▶ TASK GOAL
Reproduce all of the rows below word for word, leaving the pictures out.

[A run of rows]
-=-=-=-=-

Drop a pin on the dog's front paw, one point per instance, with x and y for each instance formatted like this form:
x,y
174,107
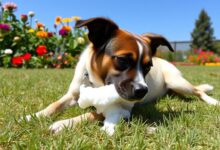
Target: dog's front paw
x,y
56,127
110,129
84,100
27,118
60,125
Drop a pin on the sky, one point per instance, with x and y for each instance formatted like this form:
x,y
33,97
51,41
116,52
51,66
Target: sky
x,y
174,19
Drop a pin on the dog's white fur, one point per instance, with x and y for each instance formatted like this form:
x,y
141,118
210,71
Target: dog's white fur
x,y
162,76
107,101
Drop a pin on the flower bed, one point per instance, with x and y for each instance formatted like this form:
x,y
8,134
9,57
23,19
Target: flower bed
x,y
202,57
29,44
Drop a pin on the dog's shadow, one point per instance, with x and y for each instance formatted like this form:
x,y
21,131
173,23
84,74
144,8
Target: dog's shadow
x,y
150,114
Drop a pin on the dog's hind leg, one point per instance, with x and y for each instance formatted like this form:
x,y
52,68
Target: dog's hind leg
x,y
71,97
181,86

-=-=-=-=-

▶ SOLUTION TO THE EXERCISE
Drop a pin on the dog's front paw, one point per instance, with x and y for each instance formatted like this form:
x,y
174,107
Target: dog's front paw
x,y
56,127
110,129
84,100
27,118
60,125
Drop a pin on the sky, one point per instance, with x and y for each instance formatted like this form:
x,y
33,97
51,41
116,52
51,66
Target: sky
x,y
174,19
Drop a pin on the dog's white fur, one point per instance, with x and y for each instance formatted like this form:
x,y
141,118
210,71
Target: dog's white fur
x,y
162,76
107,101
Drop a pin on the flower bed, one point per instance, with x and y for each instance formatted like this form:
x,y
8,134
9,57
23,19
Target: flower bed
x,y
202,57
29,44
Drop a pin on the dog's shadow, one point per instance, with x and y for each instance formatted like this form:
x,y
21,131
173,23
84,74
144,8
Target: dog's shadow
x,y
150,114
Drop a pin on the dog's hind leg, one point per instance, with x and y for each instance formatted like this form:
x,y
52,68
Target: dog's hind leg
x,y
71,97
181,86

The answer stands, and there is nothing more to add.